> _Given data_:
+--

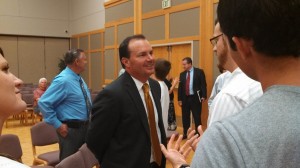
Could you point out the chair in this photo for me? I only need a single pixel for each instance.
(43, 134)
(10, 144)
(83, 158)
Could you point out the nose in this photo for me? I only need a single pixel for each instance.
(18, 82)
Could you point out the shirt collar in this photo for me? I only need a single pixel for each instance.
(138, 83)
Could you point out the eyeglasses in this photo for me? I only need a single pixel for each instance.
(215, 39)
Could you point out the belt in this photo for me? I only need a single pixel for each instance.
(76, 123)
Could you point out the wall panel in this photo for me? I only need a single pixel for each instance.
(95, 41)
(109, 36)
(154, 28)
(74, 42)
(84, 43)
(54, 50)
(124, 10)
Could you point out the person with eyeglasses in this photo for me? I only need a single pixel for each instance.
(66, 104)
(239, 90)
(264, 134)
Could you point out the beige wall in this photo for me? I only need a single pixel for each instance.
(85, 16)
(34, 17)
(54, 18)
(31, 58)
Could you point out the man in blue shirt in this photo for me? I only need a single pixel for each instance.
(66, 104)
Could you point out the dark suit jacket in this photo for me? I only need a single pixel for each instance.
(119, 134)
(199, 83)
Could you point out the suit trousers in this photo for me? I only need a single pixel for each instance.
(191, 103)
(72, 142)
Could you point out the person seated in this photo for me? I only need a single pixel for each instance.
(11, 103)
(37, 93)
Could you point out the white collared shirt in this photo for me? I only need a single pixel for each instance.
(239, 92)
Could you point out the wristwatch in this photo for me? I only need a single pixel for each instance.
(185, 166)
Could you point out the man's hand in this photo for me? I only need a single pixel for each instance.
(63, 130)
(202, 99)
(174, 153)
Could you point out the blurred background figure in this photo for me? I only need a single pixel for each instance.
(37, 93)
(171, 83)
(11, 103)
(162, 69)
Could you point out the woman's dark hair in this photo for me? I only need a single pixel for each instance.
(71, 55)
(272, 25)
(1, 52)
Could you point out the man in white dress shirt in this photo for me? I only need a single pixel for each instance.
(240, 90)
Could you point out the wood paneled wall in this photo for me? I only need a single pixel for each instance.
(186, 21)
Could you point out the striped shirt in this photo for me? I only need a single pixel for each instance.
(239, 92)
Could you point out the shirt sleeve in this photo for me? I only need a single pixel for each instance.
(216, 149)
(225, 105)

+--

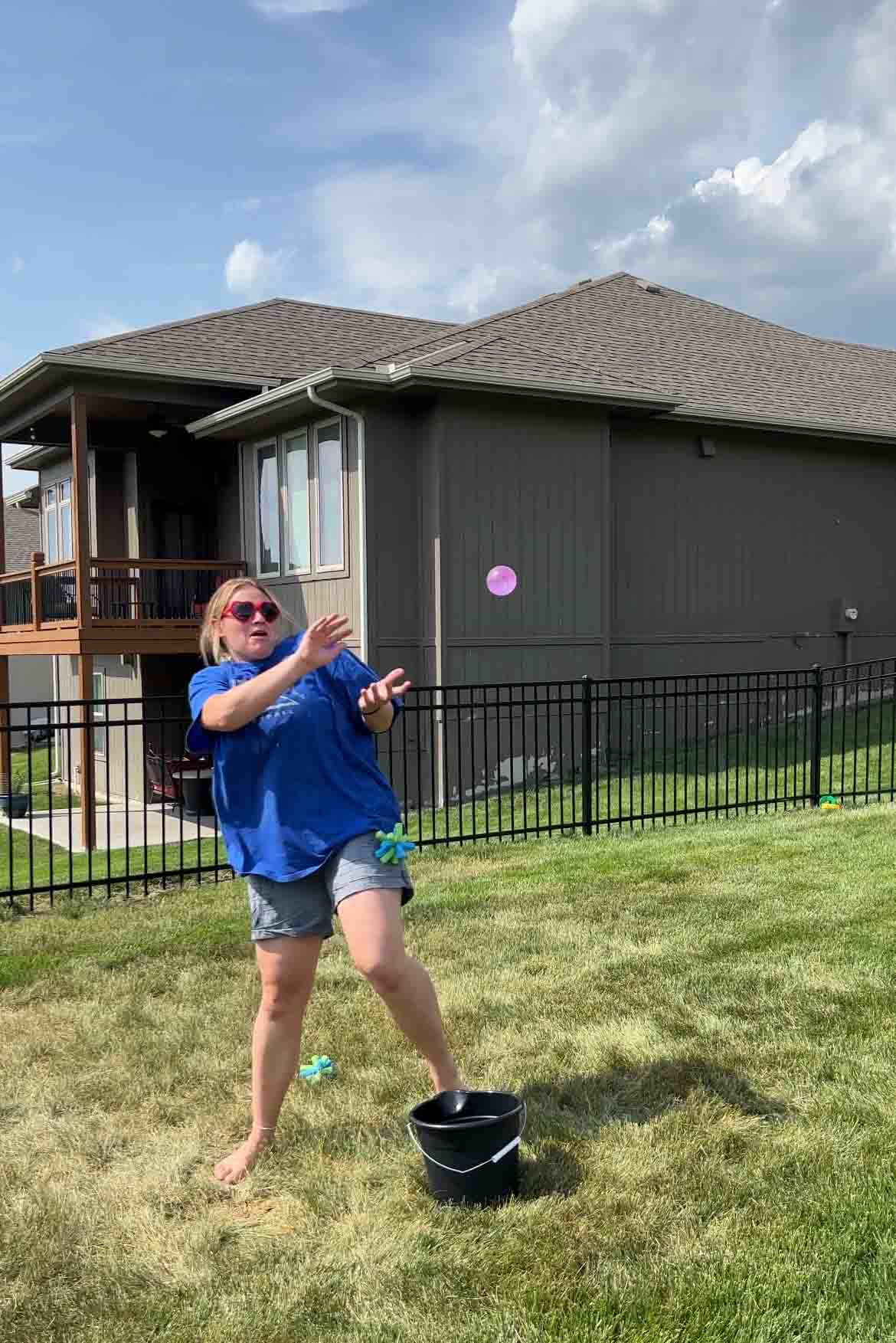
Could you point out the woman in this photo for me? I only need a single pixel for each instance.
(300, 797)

+--

> _Task details_: How many lines of the entries above contain the string "suit"? Case counts; reply with the number only.

> _Task output_: 2